• **ASSIGNMENT**: An exact copy is required of the lines from the one with "Spot the blonde" through the last line of the material below, and of nothing else.

• **DATA SECTION**:
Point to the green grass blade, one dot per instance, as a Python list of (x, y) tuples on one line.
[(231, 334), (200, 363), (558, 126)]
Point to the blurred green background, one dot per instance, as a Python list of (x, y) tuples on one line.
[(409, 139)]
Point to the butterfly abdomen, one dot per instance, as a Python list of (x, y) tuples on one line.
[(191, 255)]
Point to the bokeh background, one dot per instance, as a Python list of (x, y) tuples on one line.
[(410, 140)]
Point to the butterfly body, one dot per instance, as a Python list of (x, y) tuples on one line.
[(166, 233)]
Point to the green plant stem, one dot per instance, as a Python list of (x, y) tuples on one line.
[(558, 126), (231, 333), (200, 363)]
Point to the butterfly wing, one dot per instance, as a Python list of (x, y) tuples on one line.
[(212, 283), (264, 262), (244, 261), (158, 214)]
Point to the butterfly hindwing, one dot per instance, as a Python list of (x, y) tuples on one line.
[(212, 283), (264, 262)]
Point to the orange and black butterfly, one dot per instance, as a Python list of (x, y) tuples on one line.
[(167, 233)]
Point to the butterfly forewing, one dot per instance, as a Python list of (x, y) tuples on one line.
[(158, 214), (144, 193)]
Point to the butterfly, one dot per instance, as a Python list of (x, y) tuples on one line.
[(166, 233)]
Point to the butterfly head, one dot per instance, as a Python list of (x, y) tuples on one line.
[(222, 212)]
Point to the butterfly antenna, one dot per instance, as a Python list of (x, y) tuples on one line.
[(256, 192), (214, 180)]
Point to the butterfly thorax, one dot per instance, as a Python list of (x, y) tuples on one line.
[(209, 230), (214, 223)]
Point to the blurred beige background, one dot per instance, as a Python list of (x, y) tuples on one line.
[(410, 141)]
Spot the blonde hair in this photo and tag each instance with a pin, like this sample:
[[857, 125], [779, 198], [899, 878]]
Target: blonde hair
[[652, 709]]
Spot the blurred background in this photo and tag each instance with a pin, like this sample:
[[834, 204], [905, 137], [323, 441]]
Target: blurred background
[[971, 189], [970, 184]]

• **TASK SOLUTION**:
Spot the blonde hair in this photo and tag each instance with a pin, like this sample:
[[857, 125], [779, 198], [899, 878]]
Target: blonde hair
[[652, 709]]
Spot the blurred background in this photo and tag each instance with a pin, like this sample:
[[834, 204], [905, 137], [323, 441]]
Target: blurred background
[[971, 189], [970, 184]]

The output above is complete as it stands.